--- Task to carry out ---
Convert the items below into a two-column CSV with the headers instruction and boxes. Give one row per item, with its text in one quoted field and its answer in the other, and replace line breaks with spaces. Begin at the line that has "Capture every bush visible." and stop after the line that has "[312,52,344,115]".
___ Listed entries ___
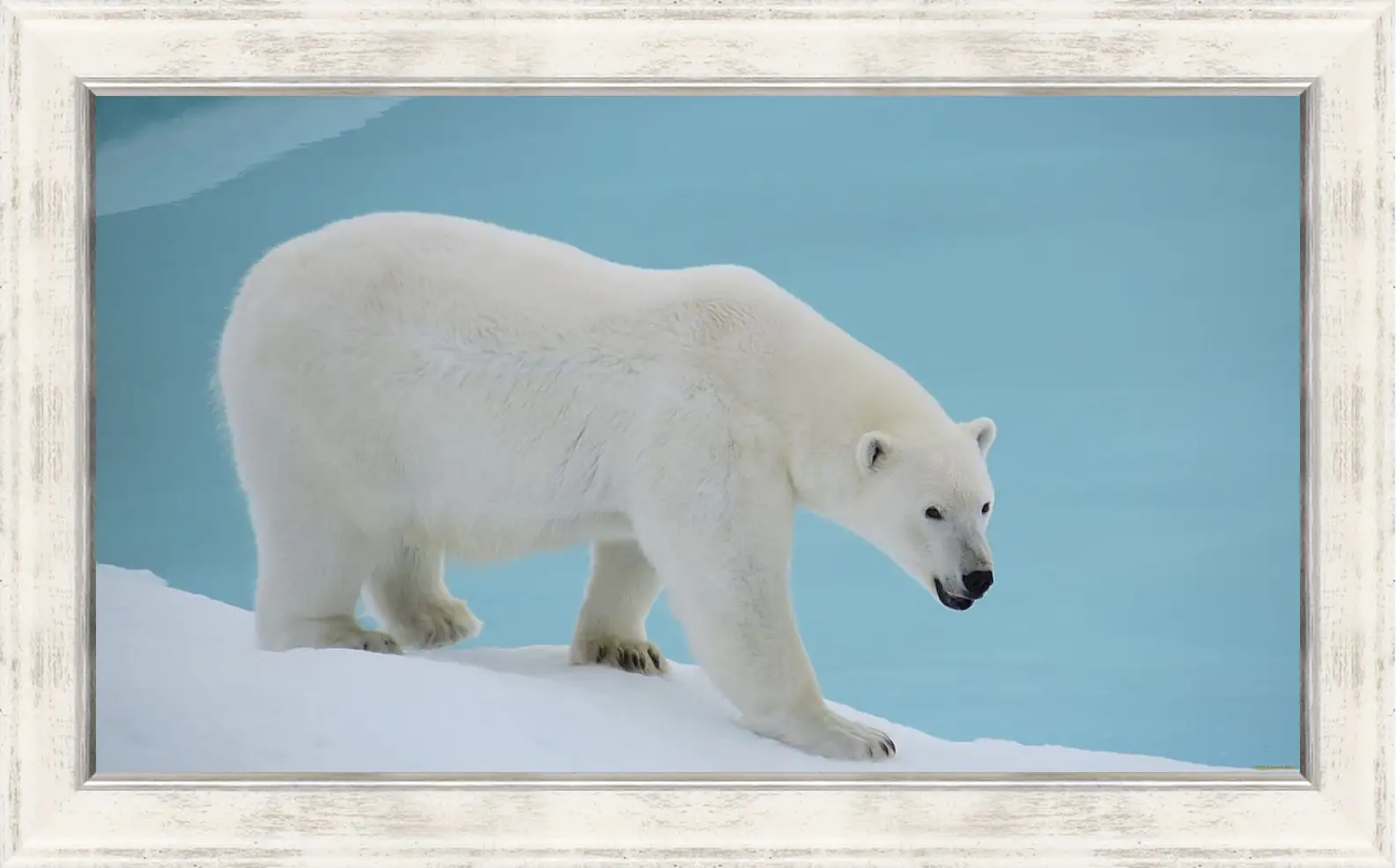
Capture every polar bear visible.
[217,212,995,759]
___
___ Listed entries ___
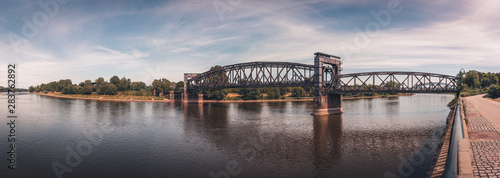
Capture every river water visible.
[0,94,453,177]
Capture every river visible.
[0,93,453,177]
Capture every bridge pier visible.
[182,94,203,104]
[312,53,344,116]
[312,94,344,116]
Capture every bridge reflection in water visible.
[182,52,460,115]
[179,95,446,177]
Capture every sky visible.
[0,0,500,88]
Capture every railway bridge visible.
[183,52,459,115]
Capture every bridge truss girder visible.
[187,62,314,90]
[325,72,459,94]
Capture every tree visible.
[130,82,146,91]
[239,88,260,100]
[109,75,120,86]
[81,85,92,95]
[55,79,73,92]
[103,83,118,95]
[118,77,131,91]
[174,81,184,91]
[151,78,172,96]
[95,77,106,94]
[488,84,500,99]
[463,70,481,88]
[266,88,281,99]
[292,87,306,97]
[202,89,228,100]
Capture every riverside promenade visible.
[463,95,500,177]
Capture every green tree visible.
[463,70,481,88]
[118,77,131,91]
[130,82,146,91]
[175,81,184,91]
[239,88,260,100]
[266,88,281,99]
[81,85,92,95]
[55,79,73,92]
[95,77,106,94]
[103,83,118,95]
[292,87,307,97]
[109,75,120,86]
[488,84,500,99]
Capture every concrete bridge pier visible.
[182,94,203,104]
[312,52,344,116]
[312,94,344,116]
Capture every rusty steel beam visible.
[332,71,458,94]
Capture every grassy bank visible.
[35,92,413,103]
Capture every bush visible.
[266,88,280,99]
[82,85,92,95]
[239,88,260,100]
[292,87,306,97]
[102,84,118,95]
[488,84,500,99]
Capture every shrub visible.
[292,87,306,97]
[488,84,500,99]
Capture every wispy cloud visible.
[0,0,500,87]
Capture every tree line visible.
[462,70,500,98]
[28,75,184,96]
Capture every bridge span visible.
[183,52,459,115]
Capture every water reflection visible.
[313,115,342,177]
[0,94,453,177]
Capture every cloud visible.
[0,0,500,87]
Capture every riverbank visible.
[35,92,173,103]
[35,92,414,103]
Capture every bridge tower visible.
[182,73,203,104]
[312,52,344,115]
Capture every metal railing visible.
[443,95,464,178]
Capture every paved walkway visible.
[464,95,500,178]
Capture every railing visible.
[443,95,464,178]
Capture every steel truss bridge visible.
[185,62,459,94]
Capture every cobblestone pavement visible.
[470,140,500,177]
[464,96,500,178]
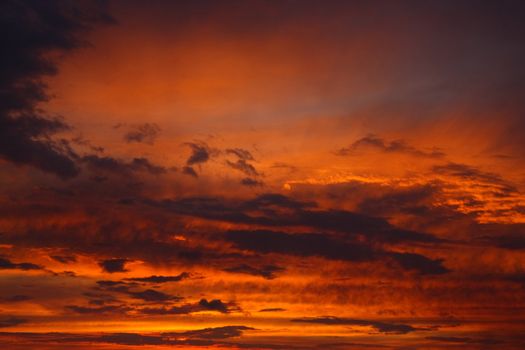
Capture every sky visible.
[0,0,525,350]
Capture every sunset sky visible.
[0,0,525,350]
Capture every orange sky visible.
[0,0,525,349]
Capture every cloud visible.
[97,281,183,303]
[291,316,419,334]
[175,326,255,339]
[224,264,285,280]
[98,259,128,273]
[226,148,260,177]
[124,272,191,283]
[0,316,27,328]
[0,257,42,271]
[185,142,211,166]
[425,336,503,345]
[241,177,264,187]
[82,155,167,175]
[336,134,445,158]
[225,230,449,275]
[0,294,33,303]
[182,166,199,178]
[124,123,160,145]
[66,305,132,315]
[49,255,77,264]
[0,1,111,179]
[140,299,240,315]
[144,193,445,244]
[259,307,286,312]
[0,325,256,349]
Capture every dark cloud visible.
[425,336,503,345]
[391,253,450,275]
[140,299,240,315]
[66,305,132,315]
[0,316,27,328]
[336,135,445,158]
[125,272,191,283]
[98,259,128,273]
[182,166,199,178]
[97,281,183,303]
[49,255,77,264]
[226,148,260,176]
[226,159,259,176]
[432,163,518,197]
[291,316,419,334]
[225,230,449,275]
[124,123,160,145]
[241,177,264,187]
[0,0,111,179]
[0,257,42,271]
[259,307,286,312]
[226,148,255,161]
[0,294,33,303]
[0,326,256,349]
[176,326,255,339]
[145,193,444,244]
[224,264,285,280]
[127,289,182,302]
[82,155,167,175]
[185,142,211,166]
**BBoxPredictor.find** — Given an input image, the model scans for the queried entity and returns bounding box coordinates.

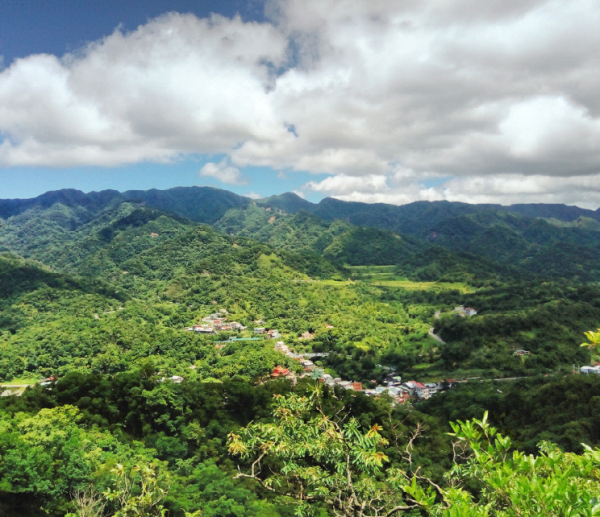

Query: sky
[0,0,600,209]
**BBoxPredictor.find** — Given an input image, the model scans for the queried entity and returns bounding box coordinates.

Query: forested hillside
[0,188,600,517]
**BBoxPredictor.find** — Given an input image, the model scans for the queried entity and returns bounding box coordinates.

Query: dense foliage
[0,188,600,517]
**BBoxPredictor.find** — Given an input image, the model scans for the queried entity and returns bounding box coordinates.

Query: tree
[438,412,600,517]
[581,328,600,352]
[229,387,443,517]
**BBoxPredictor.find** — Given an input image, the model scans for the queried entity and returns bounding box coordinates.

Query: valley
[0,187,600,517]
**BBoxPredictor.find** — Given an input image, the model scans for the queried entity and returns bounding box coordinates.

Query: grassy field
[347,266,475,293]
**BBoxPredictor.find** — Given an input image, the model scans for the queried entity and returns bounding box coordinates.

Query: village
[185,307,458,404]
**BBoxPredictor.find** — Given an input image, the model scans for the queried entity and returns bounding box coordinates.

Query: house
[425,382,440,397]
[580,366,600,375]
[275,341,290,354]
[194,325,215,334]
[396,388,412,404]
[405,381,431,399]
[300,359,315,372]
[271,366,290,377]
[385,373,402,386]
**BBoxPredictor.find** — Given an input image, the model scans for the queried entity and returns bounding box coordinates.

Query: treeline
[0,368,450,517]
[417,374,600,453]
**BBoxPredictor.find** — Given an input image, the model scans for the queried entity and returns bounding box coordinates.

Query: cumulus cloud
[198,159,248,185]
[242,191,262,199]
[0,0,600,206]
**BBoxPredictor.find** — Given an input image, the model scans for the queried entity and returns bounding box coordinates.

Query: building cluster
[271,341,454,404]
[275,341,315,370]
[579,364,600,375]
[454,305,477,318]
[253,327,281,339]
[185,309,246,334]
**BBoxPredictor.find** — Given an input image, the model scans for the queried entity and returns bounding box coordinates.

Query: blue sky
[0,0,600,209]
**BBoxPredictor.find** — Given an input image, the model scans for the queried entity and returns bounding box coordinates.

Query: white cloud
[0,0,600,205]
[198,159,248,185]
___
--- Result of the task ---
instruction,boxes
"Capture every bush visible.","[266,88,280,99] [82,85,92,95] [239,88,260,100] [292,87,306,97] [102,84,118,95] [488,84,500,99]"
"Capture every shrub visible.","[292,87,306,97] [488,84,500,99]"
"Capture every wispy cloud visible.","[0,0,500,87]"
"Capture every tree line visible.","[462,70,500,98] [28,75,184,96]"
"Capture every bridge span visible.","[183,52,459,115]"
"Capture every water reflection visible.","[313,115,342,177] [0,94,453,177]"
"Capture every cloud visible.","[0,0,500,87]"
"Capture every riverbank visible.","[35,92,173,103] [35,92,414,103]"
"Capture every bridge tower visible.","[182,73,203,104] [312,52,344,115]"